▶ [Your objective] Transcribe the passage on the Lisp read function word for word, from "read reads in the" up to and including "of their syntax.".

▶ [Page text]

* start *

Third, when end-of-file is encountered and the eof-error-p argument is not nil, the kind of error that is signaled may depend on the value of recursive-p. If recursive-p is not nil, then the end-of-file is deemed to have occurred within the middle of a printed representation; if recursive-p is nil, then the end-of-file may be deemed to have occurred between objects rather than within the middle of one.

[Function]
read &optional input-stream eof-error-p eof-value recursive-p

read reads in the printed representation of a Lisp object from input-stream, builds a corresponding Lisp object, and returns the object.

Note that when the variable *read-suppress* is not nil, then read reads in a printed representation as best it can, but most of the work of interpreting the representation is avoided (the intent being that the result is to be discarded anyway). For example, all extended tokens produce the result nil regardless of their syntax.

* end *

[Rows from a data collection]
* start *

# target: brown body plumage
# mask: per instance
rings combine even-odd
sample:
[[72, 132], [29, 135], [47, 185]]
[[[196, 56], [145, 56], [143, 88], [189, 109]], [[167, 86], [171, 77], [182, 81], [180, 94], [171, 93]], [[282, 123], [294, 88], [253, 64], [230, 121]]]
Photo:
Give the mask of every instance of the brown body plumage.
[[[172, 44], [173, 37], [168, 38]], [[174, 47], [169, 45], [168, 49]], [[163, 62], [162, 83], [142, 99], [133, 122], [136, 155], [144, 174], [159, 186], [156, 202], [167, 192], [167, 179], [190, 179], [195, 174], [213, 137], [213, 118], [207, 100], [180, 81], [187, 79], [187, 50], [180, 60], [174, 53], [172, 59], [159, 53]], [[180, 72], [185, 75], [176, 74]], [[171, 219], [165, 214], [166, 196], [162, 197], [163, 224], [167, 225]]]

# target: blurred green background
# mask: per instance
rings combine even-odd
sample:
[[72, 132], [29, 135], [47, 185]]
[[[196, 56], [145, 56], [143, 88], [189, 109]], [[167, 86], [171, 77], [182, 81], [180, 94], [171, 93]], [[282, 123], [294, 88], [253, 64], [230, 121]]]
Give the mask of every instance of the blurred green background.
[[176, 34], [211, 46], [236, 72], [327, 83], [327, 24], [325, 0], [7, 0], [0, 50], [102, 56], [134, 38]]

* end *

▶ [Complete response]
read reads in the printed representation of a Lisp object from input-stream, builds a corresponding Lisp object, and returns the object.

Note that when the variable *read-suppress* is not nil, then read reads in a printed representation as best it can, but most of the work of interpreting the representation is avoided (the intent being that the result is to be discarded anyway). For example, all extended tokens produce the result nil regardless of their syntax.